[START SOURCE EXTRACT]
I can parameterize the system in terms of $(x,y,\theta,\phi,\psi)$, and I can come up with several equations of constraint if I let two (or three, with $(x,y)$ changing as a pair) variables change at a time and hold the others constant. I'm using mathematica so I can afford to have unweildy representations and painful integrals.

I wanted $(x,y)$ representing the position of the center of the disk in the horizontal plane, $\theta$ representing the angle from $(x,y)$ to the point where the disk touches the ground, $\phi$ representing the angle from the xy plane to the actual (x,y,z) center of the disk (so, if $\phi=0$ the disk is flat, and if $\phi=\pi/2$ the disk is vertical), and $\psi$ representing the angle of the disk around the axis normal to its face. I wound up on the following linear transformation, which takes a stationary point on the disk's space into world space: $T(x,y,r \sin(\phi)) R_{xy}(\theta)R_{xz}(-\phi) R_{xy}(\phi) \vec{v}$

(where $T$ is a translation, $R_{xy}$ is a rotation in the xy plane etc)
[END SOURCE EXTRACT]
[START DATA]
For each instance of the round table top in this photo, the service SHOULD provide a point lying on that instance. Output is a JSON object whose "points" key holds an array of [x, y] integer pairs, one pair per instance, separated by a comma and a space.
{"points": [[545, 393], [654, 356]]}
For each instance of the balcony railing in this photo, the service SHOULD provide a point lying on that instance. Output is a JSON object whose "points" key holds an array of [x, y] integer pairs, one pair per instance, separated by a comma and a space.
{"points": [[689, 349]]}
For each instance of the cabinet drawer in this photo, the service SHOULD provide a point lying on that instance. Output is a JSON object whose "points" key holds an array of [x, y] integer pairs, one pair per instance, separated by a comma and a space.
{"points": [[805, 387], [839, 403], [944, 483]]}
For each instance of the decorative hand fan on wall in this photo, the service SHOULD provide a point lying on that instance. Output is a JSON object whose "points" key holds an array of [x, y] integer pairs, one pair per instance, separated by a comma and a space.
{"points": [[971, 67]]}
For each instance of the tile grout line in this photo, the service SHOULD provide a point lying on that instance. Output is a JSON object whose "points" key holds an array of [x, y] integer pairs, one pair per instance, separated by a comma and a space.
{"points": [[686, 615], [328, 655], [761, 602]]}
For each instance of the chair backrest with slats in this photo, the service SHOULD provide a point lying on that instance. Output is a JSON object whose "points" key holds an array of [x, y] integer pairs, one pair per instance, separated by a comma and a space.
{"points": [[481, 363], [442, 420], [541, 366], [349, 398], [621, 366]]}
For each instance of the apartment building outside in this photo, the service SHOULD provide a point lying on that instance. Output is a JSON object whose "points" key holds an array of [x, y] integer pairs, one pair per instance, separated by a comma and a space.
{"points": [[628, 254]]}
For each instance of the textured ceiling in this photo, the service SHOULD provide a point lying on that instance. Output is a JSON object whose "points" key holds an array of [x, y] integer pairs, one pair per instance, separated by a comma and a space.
[END DATA]
* _WHAT IS ASKED_:
1. Reproduce the passage of the disk parameterization post starting with "I can parameterize" and going on through "and painful integrals.".
2. Decide whether each statement agrees with the disk parameterization post, answering yes or no and quoting the words of the post that settle it: (a) The writer is working in Mathematica. (b) The pair $(x,y)$ gives the position of the disk's center in the horizontal plane. (c) In the transformation, $T$ stands for a rotation.
3. Continue the post on parameterizing a rolling disk from the point where it stops.
The entries have no connection to the post on parameterizing a disk.

* _TASK-BY-TASK RESULTS_:
1.
I can parameterize the system in terms of $(x,y,\theta,\phi,\psi)$, and I can come up with several equations of constraint if I let two (or three, with $(x,y)$ changing as a pair) variables change at a time and hold the others constant. I'm using mathematica so I can afford to have unweildy representations and painful integrals.

2.
(a) Yes: "I'm using mathematica"
(b) Yes: "representing the position of the center of the disk in the horizontal plane"
(c) No: "where $T$ is a translation"

3.
This works perfectly and I can actually come up with the kinetic energy in terms of $x,\dot{x}, y,\dot{y},\phi, \dot{\phi}$ etc.


So now where the nonholomic part comes in, I need to find the equations of constraint. The only constraint is rolling without slipping. I can find equations with partial derivatives (say, I let x and y vary as I change $\psi$ and hold all other variables constant), but these are just partial constraints and don't represent the true differentials governing the constraints. How can I find the true differentials? My sets of equations are:

1 Rotating the disk normal to its face (exactly like spinning a wheel)

$\frac{\partial x}{\partial \psi} =-r \sin (\theta ), \frac{ \partial y}{\partial\psi }=r \cos (\theta )$

2 Rotating $\theta$, the point where the disk touches the ground, without changing x, y, or $\phi$. $psi$ must change according to:

$\frac{\partial\psi}{\partial\theta} =-\cos (\phi )$

3 Changing the vertical angle of the disk, $\phi$, and having the point of contact stay the same (as well as $\theta$, $\psi$ constant), $x$ and $y$ must change according to:

$\frac{\partial x} {\partial\phi} =-r \cos (\theta ) \sin (\phi ), \frac{ \partial y} {\partial\phi} =-r \sin (\theta ) \sin (\phi )$

How can I combine these equations into full differentials for use in Lagrange multipliers with the Euler-Lagrange equations?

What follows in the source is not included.